(Source records)
· · · · ·

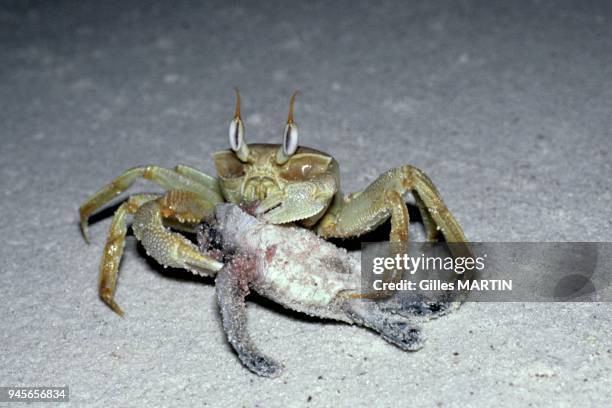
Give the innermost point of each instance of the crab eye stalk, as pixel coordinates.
(236, 133)
(290, 136)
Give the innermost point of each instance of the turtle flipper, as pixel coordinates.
(398, 330)
(232, 287)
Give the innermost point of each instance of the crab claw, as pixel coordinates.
(296, 202)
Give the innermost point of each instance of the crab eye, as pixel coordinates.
(236, 134)
(290, 139)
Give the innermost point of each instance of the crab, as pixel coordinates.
(299, 270)
(289, 183)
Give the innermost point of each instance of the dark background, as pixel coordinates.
(506, 105)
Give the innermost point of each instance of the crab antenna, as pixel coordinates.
(237, 113)
(290, 137)
(236, 133)
(290, 116)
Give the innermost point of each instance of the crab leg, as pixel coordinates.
(113, 250)
(166, 178)
(363, 211)
(168, 248)
(231, 290)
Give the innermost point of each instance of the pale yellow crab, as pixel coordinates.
(289, 183)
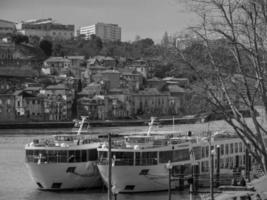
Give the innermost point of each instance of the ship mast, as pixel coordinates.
(81, 125)
(150, 125)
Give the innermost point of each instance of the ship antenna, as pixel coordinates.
(150, 125)
(81, 125)
(173, 124)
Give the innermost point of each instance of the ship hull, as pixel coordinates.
(131, 179)
(63, 176)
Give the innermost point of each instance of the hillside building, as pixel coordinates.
(6, 27)
(107, 32)
(46, 28)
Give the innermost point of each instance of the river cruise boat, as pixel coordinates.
(142, 163)
(65, 161)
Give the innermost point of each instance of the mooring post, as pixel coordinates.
(218, 166)
(109, 168)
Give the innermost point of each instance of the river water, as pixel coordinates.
(16, 183)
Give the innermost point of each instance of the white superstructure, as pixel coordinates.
(64, 162)
(141, 162)
(107, 32)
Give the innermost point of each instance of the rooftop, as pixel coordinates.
(57, 59)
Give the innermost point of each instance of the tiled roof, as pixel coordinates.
(17, 72)
(56, 87)
(154, 79)
(75, 57)
(175, 89)
(110, 71)
(57, 59)
(150, 91)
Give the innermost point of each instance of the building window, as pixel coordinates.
(231, 148)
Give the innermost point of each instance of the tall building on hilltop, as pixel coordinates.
(6, 27)
(47, 28)
(107, 32)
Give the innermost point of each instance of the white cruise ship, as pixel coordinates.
(64, 161)
(140, 162)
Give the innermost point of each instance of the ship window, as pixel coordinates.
(144, 172)
(52, 156)
(207, 151)
(83, 156)
(70, 170)
(56, 185)
(129, 187)
(222, 149)
(227, 149)
(71, 157)
(146, 158)
(231, 148)
(39, 185)
(197, 153)
(180, 155)
(236, 147)
(240, 147)
(203, 152)
(92, 154)
(123, 158)
(165, 156)
(78, 155)
(102, 156)
(62, 156)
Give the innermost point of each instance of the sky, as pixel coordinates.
(146, 18)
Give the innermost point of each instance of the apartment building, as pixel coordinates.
(47, 28)
(6, 27)
(107, 32)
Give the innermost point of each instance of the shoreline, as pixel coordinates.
(96, 123)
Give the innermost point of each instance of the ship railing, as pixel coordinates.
(129, 162)
(123, 145)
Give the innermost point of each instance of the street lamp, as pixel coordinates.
(169, 167)
(115, 191)
(212, 152)
(211, 159)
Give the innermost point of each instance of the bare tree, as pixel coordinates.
(242, 26)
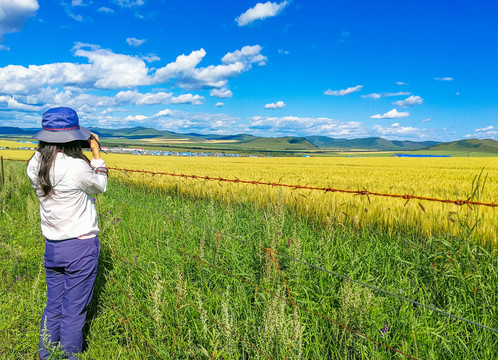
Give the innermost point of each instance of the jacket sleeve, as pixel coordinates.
(92, 178)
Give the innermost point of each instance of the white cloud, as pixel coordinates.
(409, 101)
(106, 10)
(151, 58)
(392, 114)
(9, 103)
(14, 13)
(372, 96)
(398, 131)
(108, 70)
(221, 93)
(399, 93)
(135, 42)
(139, 118)
(130, 3)
(298, 126)
(165, 112)
(189, 77)
(277, 105)
(261, 11)
(344, 91)
(489, 128)
(246, 55)
(136, 98)
(114, 70)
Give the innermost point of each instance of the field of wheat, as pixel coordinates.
(183, 275)
(443, 178)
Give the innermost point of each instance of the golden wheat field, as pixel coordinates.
(444, 178)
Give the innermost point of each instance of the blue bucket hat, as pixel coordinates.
(61, 125)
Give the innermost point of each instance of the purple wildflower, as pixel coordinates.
(383, 330)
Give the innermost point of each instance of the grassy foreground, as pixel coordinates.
(148, 290)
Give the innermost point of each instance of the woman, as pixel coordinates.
(64, 179)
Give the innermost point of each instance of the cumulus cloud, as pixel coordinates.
(392, 114)
(13, 15)
(189, 76)
(409, 101)
(487, 132)
(105, 70)
(9, 103)
(485, 129)
(246, 55)
(398, 131)
(399, 93)
(135, 42)
(106, 10)
(261, 11)
(151, 58)
(139, 118)
(372, 96)
(277, 105)
(130, 3)
(108, 70)
(136, 98)
(203, 123)
(304, 126)
(344, 91)
(221, 93)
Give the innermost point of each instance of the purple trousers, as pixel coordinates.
(70, 269)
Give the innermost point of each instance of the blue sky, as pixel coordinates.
(422, 70)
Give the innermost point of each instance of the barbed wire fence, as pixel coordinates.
(126, 321)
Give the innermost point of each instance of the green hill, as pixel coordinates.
(470, 145)
(280, 144)
(371, 143)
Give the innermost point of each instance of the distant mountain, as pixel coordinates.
(471, 145)
(138, 132)
(281, 143)
(251, 142)
(8, 130)
(371, 143)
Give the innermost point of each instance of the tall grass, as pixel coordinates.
(154, 301)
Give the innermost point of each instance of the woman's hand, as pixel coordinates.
(95, 146)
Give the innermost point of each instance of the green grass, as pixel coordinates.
(135, 308)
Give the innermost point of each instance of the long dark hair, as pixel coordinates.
(48, 152)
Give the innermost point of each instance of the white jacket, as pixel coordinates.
(69, 211)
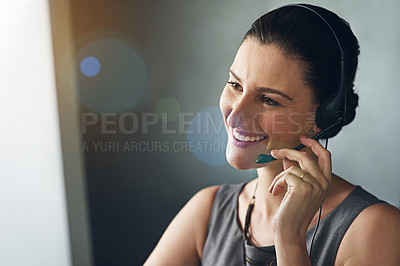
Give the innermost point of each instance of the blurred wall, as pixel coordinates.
(136, 60)
(34, 223)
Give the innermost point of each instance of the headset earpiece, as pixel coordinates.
(332, 113)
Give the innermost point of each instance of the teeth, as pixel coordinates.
(247, 138)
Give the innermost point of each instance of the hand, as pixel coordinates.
(304, 195)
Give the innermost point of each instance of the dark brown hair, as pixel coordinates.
(303, 35)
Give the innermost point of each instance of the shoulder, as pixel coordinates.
(373, 238)
(196, 214)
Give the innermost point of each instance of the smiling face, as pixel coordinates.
(265, 104)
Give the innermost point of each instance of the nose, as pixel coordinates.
(244, 112)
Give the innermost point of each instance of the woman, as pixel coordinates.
(287, 67)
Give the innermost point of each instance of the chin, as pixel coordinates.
(240, 162)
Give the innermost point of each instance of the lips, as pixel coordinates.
(243, 138)
(247, 138)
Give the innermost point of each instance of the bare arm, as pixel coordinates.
(182, 242)
(373, 238)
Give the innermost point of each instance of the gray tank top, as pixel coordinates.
(223, 245)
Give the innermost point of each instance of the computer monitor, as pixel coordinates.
(42, 192)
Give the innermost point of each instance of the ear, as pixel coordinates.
(316, 129)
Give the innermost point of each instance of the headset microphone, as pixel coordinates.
(331, 114)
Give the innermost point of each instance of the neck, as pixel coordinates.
(266, 202)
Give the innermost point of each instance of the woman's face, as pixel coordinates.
(265, 104)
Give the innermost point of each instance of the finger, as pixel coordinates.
(275, 180)
(324, 156)
(287, 163)
(292, 170)
(304, 159)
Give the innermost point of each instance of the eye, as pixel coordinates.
(269, 101)
(234, 85)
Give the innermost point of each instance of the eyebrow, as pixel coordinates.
(264, 89)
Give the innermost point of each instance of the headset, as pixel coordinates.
(331, 114)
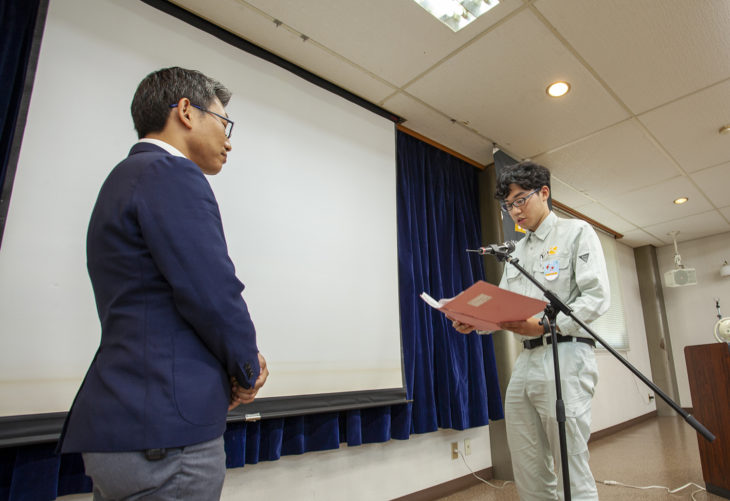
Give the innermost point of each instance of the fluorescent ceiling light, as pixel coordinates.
(456, 13)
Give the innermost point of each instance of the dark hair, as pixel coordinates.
(160, 89)
(527, 175)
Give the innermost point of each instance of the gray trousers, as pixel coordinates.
(194, 472)
(532, 428)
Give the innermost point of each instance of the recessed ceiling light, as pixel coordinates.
(457, 13)
(558, 89)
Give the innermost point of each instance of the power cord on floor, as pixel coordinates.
(670, 491)
(506, 482)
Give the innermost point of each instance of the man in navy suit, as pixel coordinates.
(178, 348)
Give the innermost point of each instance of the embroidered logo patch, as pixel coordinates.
(552, 268)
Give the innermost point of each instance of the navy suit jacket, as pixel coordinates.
(174, 326)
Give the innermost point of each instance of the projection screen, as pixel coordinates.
(307, 198)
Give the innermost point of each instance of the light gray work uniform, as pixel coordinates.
(566, 256)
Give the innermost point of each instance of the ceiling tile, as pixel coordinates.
(260, 30)
(566, 195)
(689, 127)
(639, 238)
(691, 227)
(653, 204)
(648, 52)
(497, 85)
(429, 123)
(611, 162)
(396, 40)
(725, 211)
(715, 183)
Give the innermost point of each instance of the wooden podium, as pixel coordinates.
(708, 370)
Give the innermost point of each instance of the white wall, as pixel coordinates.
(691, 312)
(621, 396)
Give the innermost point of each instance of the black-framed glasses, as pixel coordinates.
(227, 124)
(508, 206)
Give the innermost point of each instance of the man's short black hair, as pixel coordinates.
(527, 175)
(160, 89)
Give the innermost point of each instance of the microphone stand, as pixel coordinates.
(555, 306)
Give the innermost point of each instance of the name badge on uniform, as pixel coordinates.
(551, 270)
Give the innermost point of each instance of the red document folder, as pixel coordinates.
(485, 305)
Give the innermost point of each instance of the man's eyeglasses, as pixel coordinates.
(227, 124)
(507, 206)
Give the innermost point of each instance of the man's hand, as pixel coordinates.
(530, 327)
(240, 395)
(461, 327)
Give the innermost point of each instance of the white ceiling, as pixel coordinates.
(650, 90)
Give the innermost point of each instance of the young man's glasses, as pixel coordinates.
(227, 124)
(507, 206)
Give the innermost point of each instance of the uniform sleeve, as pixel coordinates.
(591, 278)
(181, 225)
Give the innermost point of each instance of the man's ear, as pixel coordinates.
(183, 112)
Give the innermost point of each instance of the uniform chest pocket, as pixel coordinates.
(555, 272)
(512, 274)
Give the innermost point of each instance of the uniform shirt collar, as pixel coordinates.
(165, 146)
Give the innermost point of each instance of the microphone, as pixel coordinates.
(496, 249)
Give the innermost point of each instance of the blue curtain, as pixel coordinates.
(452, 378)
(17, 22)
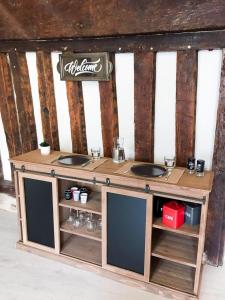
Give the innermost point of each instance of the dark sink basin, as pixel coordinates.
(148, 170)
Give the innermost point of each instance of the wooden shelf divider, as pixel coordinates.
(84, 249)
(93, 205)
(81, 231)
(185, 229)
(174, 247)
(172, 275)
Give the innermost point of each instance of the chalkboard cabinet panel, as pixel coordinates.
(127, 232)
(40, 211)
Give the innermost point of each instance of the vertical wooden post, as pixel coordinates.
(109, 113)
(8, 108)
(186, 105)
(144, 105)
(24, 102)
(77, 117)
(215, 225)
(47, 99)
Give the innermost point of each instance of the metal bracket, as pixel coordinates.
(147, 188)
(107, 181)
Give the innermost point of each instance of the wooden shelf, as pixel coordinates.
(184, 229)
(172, 275)
(174, 247)
(84, 249)
(93, 205)
(81, 231)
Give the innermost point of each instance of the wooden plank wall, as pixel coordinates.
(215, 224)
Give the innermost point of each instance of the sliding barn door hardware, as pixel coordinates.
(147, 189)
(107, 181)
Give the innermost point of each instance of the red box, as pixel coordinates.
(173, 214)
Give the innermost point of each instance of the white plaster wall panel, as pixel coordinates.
(209, 69)
(92, 112)
(125, 100)
(165, 105)
(62, 108)
(32, 69)
(6, 168)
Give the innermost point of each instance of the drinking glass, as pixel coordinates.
(91, 224)
(70, 219)
(95, 153)
(99, 224)
(170, 162)
(77, 222)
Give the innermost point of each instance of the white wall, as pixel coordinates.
(207, 100)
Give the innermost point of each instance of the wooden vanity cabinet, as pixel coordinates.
(133, 244)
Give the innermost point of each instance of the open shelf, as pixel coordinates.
(185, 229)
(81, 231)
(83, 248)
(172, 275)
(174, 247)
(93, 205)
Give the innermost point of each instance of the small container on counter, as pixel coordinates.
(74, 188)
(76, 195)
(83, 198)
(200, 167)
(191, 165)
(68, 194)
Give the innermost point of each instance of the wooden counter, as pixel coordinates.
(133, 245)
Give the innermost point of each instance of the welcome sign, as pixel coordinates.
(84, 66)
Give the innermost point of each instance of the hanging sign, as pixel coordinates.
(84, 66)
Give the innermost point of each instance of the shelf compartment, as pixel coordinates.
(81, 231)
(188, 230)
(172, 275)
(174, 247)
(84, 249)
(93, 205)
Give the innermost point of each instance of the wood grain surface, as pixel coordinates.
(60, 18)
(47, 99)
(144, 105)
(109, 113)
(21, 82)
(77, 117)
(8, 108)
(185, 105)
(215, 224)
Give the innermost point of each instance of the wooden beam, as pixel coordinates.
(24, 102)
(77, 117)
(109, 113)
(186, 105)
(215, 225)
(8, 109)
(131, 43)
(47, 99)
(144, 105)
(20, 19)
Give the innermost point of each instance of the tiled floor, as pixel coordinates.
(24, 276)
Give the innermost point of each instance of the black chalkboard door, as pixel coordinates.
(127, 232)
(39, 211)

· · · · ·

### YOUR OBJECTIVE
Reproduce the lines from the one containing "Give the innermost point of each instance of the wooden vanity" through the end of the records, substituting "timber" for "wooden" and leaving everything else unchanged.

### RESULT OF THIS EXERCISE
Give the innermost point of each instance of the timber vanity cabinet, as pixel coordinates.
(133, 244)
Give the innermost point of each instance of the open shelf, as pixel coordinates.
(185, 229)
(81, 231)
(83, 248)
(172, 275)
(174, 247)
(93, 205)
Give the innermost point of each instance of the small container on counter, as pixel coordinates.
(74, 188)
(76, 195)
(83, 198)
(200, 167)
(191, 165)
(68, 194)
Give the innermost point of each instance of the timber counter, as pixel coordinates.
(133, 245)
Give the innermost point of each instance of the welcome sign, as pixel coordinates.
(84, 66)
Give the innermost point of each instance of the hanging sign, as pixel coordinates.
(84, 66)
Give the innermost point of each instance of the shelf compartment, as pixel coordinates.
(81, 231)
(188, 230)
(172, 275)
(174, 247)
(84, 249)
(93, 205)
Give the innermost point of each instance of the wood grain surface, as pixel coordinates.
(60, 18)
(47, 99)
(144, 105)
(109, 113)
(21, 82)
(77, 117)
(8, 108)
(185, 105)
(215, 224)
Give the innermost point of each instance of the timber beam, as pixel coordinates.
(24, 102)
(77, 117)
(109, 113)
(186, 105)
(215, 225)
(8, 109)
(131, 43)
(47, 99)
(144, 105)
(20, 19)
Give the innermost point of each instance of the tiled floor, as pixel coordinates.
(24, 276)
Give the innermost point of each instance of the black chalkboard door, as pixel coordinates.
(127, 232)
(39, 211)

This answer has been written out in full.